Exercise materials
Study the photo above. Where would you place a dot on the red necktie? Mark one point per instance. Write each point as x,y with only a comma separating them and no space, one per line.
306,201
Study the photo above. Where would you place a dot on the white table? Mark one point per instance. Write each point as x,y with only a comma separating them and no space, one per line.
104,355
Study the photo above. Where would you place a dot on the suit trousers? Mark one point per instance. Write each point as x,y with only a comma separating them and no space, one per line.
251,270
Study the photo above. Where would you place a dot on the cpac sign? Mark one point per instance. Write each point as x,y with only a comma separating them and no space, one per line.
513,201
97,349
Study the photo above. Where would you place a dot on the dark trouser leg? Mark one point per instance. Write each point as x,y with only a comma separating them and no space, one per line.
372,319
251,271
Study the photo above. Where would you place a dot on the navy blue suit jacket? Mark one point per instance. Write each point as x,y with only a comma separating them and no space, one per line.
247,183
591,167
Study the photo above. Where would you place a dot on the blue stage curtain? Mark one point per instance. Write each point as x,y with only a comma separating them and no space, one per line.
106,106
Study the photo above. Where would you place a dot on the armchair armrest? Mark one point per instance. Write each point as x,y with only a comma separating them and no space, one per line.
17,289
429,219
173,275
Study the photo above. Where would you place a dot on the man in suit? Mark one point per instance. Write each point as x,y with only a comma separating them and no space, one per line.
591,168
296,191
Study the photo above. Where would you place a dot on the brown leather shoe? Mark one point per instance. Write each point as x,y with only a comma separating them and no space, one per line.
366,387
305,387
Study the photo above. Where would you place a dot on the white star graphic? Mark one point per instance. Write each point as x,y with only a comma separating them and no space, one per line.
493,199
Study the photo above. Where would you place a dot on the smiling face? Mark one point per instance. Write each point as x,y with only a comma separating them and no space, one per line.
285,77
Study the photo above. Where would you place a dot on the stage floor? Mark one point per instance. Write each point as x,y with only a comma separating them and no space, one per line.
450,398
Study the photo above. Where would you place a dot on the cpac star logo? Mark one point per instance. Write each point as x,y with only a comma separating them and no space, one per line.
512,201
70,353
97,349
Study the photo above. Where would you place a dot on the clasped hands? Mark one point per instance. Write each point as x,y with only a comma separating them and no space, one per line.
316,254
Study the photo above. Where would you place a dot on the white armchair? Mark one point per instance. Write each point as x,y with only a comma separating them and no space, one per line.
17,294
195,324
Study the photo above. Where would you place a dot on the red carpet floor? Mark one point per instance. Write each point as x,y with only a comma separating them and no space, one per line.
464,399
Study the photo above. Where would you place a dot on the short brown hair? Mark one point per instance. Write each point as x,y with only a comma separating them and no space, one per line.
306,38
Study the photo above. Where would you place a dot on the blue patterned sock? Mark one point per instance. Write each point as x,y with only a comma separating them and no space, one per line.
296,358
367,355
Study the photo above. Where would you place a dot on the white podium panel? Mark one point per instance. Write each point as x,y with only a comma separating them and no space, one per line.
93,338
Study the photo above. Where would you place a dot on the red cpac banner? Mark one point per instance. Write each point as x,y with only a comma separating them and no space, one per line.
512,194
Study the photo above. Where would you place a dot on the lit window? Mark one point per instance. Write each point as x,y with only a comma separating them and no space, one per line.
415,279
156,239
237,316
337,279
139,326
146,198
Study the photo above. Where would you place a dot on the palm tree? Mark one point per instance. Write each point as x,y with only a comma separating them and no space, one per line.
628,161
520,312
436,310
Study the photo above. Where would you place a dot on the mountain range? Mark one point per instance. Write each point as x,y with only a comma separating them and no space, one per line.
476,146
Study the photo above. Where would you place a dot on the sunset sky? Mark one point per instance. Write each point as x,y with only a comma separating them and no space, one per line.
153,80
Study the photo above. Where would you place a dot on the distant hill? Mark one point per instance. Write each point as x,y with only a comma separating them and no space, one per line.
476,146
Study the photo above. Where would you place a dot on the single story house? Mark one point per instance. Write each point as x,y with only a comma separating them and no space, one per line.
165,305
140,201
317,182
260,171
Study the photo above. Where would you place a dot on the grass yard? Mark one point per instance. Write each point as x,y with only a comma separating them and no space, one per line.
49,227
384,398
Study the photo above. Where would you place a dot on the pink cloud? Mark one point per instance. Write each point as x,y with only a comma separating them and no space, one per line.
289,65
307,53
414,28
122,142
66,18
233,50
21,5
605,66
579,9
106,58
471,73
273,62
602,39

Exercise directions
From the data above, output every line exactly.

Result below
Study the photo above. Where would you place a dot on the red necktie? Mark one point per instance. Write each point as x,y with only a comma separating them and no space, one per line.
306,201
Study the photo above. Where would you place a dot on the white table? Mark one point per instance. Write each point as x,y with only a comma separating them and no space, one per line.
104,355
Study the photo above. Where would you place a dot on the suit trousers? Mark one point per instance. Write each point as x,y with only a comma separating them and no space, one per line.
251,270
Study the photo above. Where would you place a dot on the cpac sign? Mark one point per instance. Write each point as x,y with only a comma separating them and no space, one per line.
513,201
97,349
Study the photo above. Where would you place a dot on the dark trouser leg? Mark one point per instance. Write each point as x,y with only a comma separating them and no space, one per line.
372,319
251,271
Study the photo above. Where would you place a dot on the navy blue suit jacket? Mark one point per instance. Write each point as x,y with only a comma separating them and no space, one per line.
247,183
591,167
Study the photo above. Where would you place a dot on the blue stage curtain? Mark one point per instance. Write each point as x,y with only a comma separating them and no space, one per line.
106,106
Study the photo above. Where would you place a dot on the armchair armrest? Mark one point per instance. Write each point as x,y with only a comma separating them and no space, one per line.
17,289
429,219
173,275
Study the photo above. Where would you place a dot on the man in suit? Mark one point per instance. Write each point as x,y with only a comma separating them and no space, one per line.
591,168
296,191
Study the photo above. Where would you place a dot on the brown leather shoe? Mark one point per instance. Write each point as x,y with only a comma separating them and no space, one per line.
366,387
305,387
Study the photo above. Where would you place a dot on the white star graphic? Mark one point per instance. Write each point as x,y with only a comma separating them and no space, one per line.
493,199
Study the photo above. Where would you place a dot on the smiling face? Mark one point per instance. Write each point as x,y with only a comma separating them and no space, one per line.
285,77
Study the photo above. Where would you place a dot on the stage floor? Mark one point per instance. Write each point as x,y with only a comma separating them and no space, one per line.
450,398
Study the photo above. Where would you place a dot on the cpac star logo? Mark one point per instance. Write each point as x,y with only a comma separating them and no space, one per line.
512,201
70,353
97,349
Study the photo above. Where would you place a dot on the clasped hands? Mark one point per instance. Write each point as x,y with only a comma separating them and no space, one per line.
316,254
Study the photo above. Where would you place a dot on the white armchair? Mark one point per instance. Write each point as x,y with only a comma separating them and no space, one per line.
17,294
195,324
Study the photo above. Where would you place a dot on the red carpet floor? Mark one point per instance. Write each point as x,y with only a comma separating them and no space, one per line.
464,399
Study the photo above. Where would you place a dot on the short brown hair? Mark one point per instance. Write each point as x,y with only a comma separating them and no space, one per line.
306,38
Study the photo above. Where would you place a dot on the blue patterned sock? Mark one point per instance. Write each point as x,y with only a comma separating them and no space, one per line.
296,358
367,355
Study the photo above. Where would you place a dot on the white podium panel? Mark one point per instance. Write each point as x,y with only a comma separating them and no space, one per line.
93,338
Study the photo above. Where would you place a dot on the red cpac banner? Mark one point per instance. Write each point as x,y with only a comma separating them and no space, one per line.
512,194
Study the photo above. Where would you place a dot on the lit window? Mark one point per instance. Write each point as x,y with only a comma separating them and no space, one per line.
415,279
156,239
237,316
337,279
139,326
146,198
Study the photo above. Where would you place a dot on the palm tree? Mark one point per instance. Write each point as x,y with only a comma separating them and no space, one per line.
628,161
520,312
436,310
Study the photo above. Where would you place a dot on the mountain range? Mark one point per instance. Write each point as x,y with only a comma separating them and no space, one per line.
476,146
Study the photo above. Where would you place a dot on the sunset sky? Mark one point per instance. Write each point as x,y with only a comma separating them and no space, one per line.
153,80
Study the photo above. Where would you place a dot on the distant hill? Mark one point per instance. Write each point as x,y with only a comma separating them and no space, one per line.
476,146
Study the photo above. Where would you place a dot on the single story house? Mark one point per instance. Write each point as x,y with only a comma separating them and no space, one per line.
165,305
140,201
317,182
260,171
Study the photo above. Where would you place a dot on the grass yard? Mark one point per instance. Write each point as x,y with only a comma separating them and no space, one per line.
49,227
384,398
Study the photo above. Where would you place a dot on the pink cloud? Mark one point per instance. Write each point as x,y with only a comma separating them and no space, one per line.
289,65
307,53
414,28
122,142
66,18
233,50
21,5
605,66
579,9
106,58
471,73
273,62
602,39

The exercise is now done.